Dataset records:
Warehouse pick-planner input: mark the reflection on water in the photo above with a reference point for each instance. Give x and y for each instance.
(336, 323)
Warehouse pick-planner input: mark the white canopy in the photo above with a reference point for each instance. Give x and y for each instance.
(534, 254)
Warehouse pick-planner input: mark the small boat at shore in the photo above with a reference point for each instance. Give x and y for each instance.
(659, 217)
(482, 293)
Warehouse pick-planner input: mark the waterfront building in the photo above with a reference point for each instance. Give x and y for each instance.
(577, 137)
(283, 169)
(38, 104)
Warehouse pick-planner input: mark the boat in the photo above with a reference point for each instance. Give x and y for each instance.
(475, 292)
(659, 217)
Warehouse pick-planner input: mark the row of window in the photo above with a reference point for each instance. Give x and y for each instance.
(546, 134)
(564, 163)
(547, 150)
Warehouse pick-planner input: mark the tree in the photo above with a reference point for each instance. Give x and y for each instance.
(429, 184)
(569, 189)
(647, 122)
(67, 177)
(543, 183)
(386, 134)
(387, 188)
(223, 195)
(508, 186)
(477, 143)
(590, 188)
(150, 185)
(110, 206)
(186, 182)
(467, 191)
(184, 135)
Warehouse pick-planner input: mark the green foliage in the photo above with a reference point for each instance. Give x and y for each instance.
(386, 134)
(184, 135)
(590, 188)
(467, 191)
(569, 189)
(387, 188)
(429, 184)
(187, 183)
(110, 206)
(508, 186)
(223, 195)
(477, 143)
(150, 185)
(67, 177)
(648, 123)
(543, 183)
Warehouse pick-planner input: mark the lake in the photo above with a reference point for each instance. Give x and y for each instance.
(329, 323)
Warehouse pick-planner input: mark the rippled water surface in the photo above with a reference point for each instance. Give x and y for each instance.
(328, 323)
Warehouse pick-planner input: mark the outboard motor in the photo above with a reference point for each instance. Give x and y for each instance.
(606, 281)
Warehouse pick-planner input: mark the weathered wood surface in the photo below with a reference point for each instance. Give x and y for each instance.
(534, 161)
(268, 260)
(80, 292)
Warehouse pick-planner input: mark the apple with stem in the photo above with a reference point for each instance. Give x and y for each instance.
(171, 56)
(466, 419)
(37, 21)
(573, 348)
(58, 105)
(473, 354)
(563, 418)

## [Given task]
Every line from the one containing "Warehouse pick-planner input: mark the green" through the end of the entries above must be echoed exactly, with both ends kept.

## [Written solution]
Warehouse pick-planner input: mark the green foliage in the photo above with a reference point for each instance. Give x and y for each instance.
(386, 134)
(184, 135)
(590, 188)
(467, 191)
(569, 189)
(387, 188)
(429, 184)
(187, 183)
(110, 206)
(508, 186)
(223, 195)
(477, 143)
(150, 185)
(67, 177)
(648, 123)
(543, 183)
Warehouse pick-planner input: mark the lake in the photo above with a reference point for each instance. Give x and y for each instance.
(329, 323)
Warehouse pick-planner input: mark the rippled water surface in the photo above with a reference point for each instance. Give x and y for each instance.
(328, 323)
Warehouse pick-planner input: mark the outboard motor in the photo above with a reference point for each instance. Give x and y for each instance.
(606, 281)
Warehouse pick-planner input: mark the weathered wood surface in the photo below with a reference point for each instance. Give x and y for each instance.
(534, 161)
(268, 260)
(80, 292)
Warehouse pick-planner input: mark the apple with stem in the photo above with a reference point for each instance. Give x and y for each instance.
(171, 56)
(466, 419)
(37, 21)
(573, 348)
(58, 105)
(473, 354)
(563, 418)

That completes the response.